▶ Texte fourni:
════════════════════

PSEUDO-CREATEURS DU BONHEUR 

 

La majorité des personnes qui viennent à Rishikesh pour apprendre une technique de yoga ou de méditation ont une démarche sincère. Ils recherchent le bien-être dans leur corps et une sérénité de l'esprit. Il est vrai que dans ce cadre idyllique il est plus facile de trouver la paix en soi que dans nos grandes villes qui sont loin d'être des havres de tranquillité. Il incombe à chaque être humain d'améliorer sa conscience spirituelle par le moyen qui lui convient. Comme le dit si bien le Bouddha : « Chacun est l'artisan de son propre salut ». 

 

Quand on se promène dans les rues de Laxman Jhula et de Ram Jhula, on est frappé par le nombre de panneaux et de murs recouverts d'affiches qui font de la publicité pour les ashrams, pour un gourou ou un enseignant, pour une technique particulière, pour des cours intensifs de yoga ou de méditation. Il y a une sorte de surenchère dans ce foisonnement d'offres que ça devient parfois presque ridicule. Le visage de ses « maîtres » s'affiche partout, même au côté de politiciens véreux. Certains dans un fond de décors paradisiaque, d'autres au côté de la photo d'un Grand Maître disparu auquel il se réclame. Il y en a qui se pare d'une auréole au milieu d'un champ de fleurs à faire pâlir les fleuristes de chez nous. Il y a pour finir la nouvelle génération de beau professeur indien, dans une belle posture, qui met avant tout en avant son corps et qui attire une quantité de jeunettes qui auront peut-être la grande chance d'être choisies pour se balader avec leur petit gourou, cheveux au vent, sur leur belle moto « Royal Enfield » rutilante et pétaradante à travers les ruelles de Rishikesh.  

 

Hier, en traversant le pont de Laxman Jhula, j'ai été interpellé par une énorme publicité peinte sur le mur d'un ashram : « New meditation technique ». Une nouvelle technique de méditation vient d'être mise au point, balayant 5000 ans d'histoire de yoga et relayant aux oubliettes tous ces Grands Instructeurs qui sont venus nous enseigner la Sagesse Universelle. Aujourd'hui, on sort de nouvelles méditations comme on sort un nouvelle Ipad, et les gogos font la queue pour essayer ces néo-techniques, alors que nous n'avons même pas encore intériorisé les anciennes expériences spirituelles qui sont reproductibles éternellement. C'est là le grand défaut des occidentaux, nous voulons des résultats immédiats par n'importe quel moyen, alors qu'en général pour arriver à ce que ses pseudos gourous nous promettent une vie entière ne suffit pas.

════════════════════

▶ Les données:
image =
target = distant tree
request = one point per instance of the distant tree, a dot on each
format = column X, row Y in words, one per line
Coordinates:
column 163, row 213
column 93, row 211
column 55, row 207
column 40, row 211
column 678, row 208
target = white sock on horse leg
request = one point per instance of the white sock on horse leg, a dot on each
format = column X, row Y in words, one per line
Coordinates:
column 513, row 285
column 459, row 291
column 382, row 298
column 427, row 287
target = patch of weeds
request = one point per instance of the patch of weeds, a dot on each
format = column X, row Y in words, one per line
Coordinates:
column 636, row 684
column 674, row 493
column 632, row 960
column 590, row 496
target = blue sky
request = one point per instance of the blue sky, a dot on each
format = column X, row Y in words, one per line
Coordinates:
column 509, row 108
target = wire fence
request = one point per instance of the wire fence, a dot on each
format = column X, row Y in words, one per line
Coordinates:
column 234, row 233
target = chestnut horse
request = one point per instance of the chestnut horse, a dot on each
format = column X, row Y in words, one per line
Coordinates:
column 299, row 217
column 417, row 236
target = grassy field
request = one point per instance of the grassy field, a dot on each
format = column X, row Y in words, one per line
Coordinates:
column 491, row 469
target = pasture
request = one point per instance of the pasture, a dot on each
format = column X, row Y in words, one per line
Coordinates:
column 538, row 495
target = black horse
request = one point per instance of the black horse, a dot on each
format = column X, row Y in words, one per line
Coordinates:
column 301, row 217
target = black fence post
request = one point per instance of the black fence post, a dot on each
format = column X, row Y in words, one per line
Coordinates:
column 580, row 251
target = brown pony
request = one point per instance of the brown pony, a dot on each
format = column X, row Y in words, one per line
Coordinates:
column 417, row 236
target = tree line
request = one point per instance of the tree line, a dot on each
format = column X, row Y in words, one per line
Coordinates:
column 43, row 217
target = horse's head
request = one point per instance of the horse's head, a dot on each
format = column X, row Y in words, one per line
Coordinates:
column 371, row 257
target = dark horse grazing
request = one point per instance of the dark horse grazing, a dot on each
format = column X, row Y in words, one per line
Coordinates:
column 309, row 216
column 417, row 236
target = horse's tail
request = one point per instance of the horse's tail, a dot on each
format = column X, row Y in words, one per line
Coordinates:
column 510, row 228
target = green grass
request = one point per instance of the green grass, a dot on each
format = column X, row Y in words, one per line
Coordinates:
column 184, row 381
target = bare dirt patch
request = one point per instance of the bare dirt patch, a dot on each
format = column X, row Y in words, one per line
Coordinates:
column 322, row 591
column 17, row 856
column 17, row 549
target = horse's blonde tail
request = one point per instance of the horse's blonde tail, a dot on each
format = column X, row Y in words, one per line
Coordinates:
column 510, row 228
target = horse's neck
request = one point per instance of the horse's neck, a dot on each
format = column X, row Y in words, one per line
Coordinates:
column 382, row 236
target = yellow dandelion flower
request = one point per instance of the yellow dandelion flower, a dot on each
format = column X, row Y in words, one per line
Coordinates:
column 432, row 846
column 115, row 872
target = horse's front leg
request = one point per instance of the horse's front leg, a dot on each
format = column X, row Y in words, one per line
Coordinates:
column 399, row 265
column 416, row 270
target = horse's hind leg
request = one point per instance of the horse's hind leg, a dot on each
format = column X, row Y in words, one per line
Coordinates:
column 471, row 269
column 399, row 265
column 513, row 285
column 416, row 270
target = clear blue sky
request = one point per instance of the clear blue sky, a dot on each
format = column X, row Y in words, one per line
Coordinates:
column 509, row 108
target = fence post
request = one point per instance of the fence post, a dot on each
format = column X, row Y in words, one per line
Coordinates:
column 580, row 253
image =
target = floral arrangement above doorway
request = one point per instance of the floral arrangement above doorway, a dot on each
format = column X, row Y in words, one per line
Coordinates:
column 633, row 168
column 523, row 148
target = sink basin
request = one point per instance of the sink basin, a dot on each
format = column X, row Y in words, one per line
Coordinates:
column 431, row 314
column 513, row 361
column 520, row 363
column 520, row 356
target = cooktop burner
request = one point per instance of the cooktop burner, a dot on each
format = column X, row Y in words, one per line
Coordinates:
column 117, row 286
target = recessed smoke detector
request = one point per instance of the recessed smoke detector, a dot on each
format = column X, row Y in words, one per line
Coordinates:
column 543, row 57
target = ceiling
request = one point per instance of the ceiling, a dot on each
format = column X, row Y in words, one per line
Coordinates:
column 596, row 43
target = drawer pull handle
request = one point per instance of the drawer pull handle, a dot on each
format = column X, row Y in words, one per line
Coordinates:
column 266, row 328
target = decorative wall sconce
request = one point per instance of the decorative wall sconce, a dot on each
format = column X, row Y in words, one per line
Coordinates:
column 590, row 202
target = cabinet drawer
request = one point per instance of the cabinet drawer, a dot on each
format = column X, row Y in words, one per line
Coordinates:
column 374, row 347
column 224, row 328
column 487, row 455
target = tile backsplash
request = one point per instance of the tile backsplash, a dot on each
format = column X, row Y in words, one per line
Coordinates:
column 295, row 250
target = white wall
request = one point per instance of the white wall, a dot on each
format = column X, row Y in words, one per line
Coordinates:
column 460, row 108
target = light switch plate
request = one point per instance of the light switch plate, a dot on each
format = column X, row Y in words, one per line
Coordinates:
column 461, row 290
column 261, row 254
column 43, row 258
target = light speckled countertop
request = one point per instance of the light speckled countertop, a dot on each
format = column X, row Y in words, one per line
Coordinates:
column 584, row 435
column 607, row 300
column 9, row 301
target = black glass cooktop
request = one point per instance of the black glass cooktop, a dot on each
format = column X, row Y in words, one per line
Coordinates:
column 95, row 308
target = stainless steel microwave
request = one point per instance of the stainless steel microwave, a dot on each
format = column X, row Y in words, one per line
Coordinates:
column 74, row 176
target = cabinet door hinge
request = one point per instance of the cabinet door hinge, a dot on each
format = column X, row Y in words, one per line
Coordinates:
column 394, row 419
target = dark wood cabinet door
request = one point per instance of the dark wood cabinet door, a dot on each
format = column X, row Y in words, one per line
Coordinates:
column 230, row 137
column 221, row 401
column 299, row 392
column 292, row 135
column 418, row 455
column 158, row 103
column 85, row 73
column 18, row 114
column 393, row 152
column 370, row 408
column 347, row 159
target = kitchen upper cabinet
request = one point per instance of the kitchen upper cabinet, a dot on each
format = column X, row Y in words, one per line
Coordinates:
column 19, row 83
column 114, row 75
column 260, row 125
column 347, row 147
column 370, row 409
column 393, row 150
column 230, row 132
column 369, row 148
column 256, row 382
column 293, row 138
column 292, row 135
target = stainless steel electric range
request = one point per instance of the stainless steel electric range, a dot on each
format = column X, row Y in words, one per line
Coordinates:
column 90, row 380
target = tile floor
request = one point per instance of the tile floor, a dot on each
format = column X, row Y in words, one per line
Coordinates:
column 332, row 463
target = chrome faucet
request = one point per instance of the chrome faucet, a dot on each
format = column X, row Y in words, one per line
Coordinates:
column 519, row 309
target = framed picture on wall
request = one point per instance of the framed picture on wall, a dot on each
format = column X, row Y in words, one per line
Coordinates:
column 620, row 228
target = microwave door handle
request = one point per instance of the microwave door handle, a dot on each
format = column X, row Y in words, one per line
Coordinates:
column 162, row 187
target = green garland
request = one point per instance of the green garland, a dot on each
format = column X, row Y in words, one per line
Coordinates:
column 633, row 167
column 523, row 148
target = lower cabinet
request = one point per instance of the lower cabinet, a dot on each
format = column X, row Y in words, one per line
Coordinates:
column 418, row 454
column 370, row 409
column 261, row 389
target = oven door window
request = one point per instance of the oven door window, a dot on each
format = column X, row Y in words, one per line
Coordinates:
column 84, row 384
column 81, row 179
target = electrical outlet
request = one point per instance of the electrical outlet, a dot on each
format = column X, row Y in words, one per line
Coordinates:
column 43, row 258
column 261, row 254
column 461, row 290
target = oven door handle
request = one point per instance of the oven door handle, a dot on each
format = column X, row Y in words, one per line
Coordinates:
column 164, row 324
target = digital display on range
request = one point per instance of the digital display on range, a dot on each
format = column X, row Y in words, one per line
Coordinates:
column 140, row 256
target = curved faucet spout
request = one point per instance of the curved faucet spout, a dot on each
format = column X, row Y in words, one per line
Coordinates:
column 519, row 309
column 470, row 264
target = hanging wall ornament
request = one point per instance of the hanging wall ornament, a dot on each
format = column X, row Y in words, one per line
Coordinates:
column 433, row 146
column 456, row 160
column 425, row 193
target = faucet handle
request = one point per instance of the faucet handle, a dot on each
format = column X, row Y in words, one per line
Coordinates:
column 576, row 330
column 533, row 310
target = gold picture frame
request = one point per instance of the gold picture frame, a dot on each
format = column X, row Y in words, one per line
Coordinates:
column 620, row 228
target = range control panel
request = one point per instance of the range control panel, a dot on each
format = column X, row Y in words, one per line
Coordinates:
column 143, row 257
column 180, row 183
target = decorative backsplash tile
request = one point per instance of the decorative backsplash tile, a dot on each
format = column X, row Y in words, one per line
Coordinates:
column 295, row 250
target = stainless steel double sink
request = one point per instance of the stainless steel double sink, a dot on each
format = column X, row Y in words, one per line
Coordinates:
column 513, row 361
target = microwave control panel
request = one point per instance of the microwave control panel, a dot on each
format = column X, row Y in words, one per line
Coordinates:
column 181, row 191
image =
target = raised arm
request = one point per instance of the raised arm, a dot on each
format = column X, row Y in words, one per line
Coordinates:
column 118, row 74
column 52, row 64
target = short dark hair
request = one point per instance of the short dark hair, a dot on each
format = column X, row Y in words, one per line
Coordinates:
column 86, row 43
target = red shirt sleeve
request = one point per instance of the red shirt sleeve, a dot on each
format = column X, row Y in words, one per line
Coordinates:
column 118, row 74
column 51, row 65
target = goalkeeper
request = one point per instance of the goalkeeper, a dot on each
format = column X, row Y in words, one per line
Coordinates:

════════════════════

▶ Actions demandées:
1. D'après le texte sur Rishikesh, répondez aux questions suivantes :
(a) Quelle parole du Bouddha y est citée ?
(b) Dans quelles rues voit-on les panneaux et les murs couverts d'affiches ?
(c) Quels mots étaient peints sur le mur d'un ashram près du pont de Laxman Jhula ?
2. Mettez dans un CSV à deux colonnes, nommées consigne et reponse, les enregistrements compris entre le début des enregistrements et la ligne contenant « column 491, row 469 », bornes incluses. Faites une ligne par enregistrement, avec son texte et sa réponse, chacun dans un seul champ entre guillemets, et remplacez les sauts de ligne par des espaces.

▶ Réponses complètes:
1.
(a) « Chacun est l'artisan de son propre salut ».
(b) Dans les rues de Laxman Jhula et de Ram Jhula.
(c) « New meditation technique ».

2.
consigne,reponse
"image = target = distant tree request = one point per instance of the distant tree, a dot on each format = column X, row Y in words, one per line Coordinates:","column 163, row 213 column 93, row 211 column 55, row 207 column 40, row 211 column 678, row 208"
"target = white sock on horse leg request = one point per instance of the white sock on horse leg, a dot on each format = column X, row Y in words, one per line Coordinates:","column 513, row 285 column 459, row 291 column 382, row 298 column 427, row 287"
"target = patch of weeds request = one point per instance of the patch of weeds, a dot on each format = column X, row Y in words, one per line Coordinates:","column 636, row 684 column 674, row 493 column 632, row 960 column 590, row 496"
"target = blue sky request = one point per instance of the blue sky, a dot on each format = column X, row Y in words, one per line Coordinates:","column 509, row 108"
"target = wire fence request = one point per instance of the wire fence, a dot on each format = column X, row Y in words, one per line Coordinates:","column 234, row 233"
"target = chestnut horse request = one point per instance of the chestnut horse, a dot on each format = column X, row Y in words, one per line Coordinates:","column 299, row 217 column 417, row 236"
"target = grassy field request = one point per instance of the grassy field, a dot on each format = column X, row Y in words, one per line Coordinates:","column 491, row 469"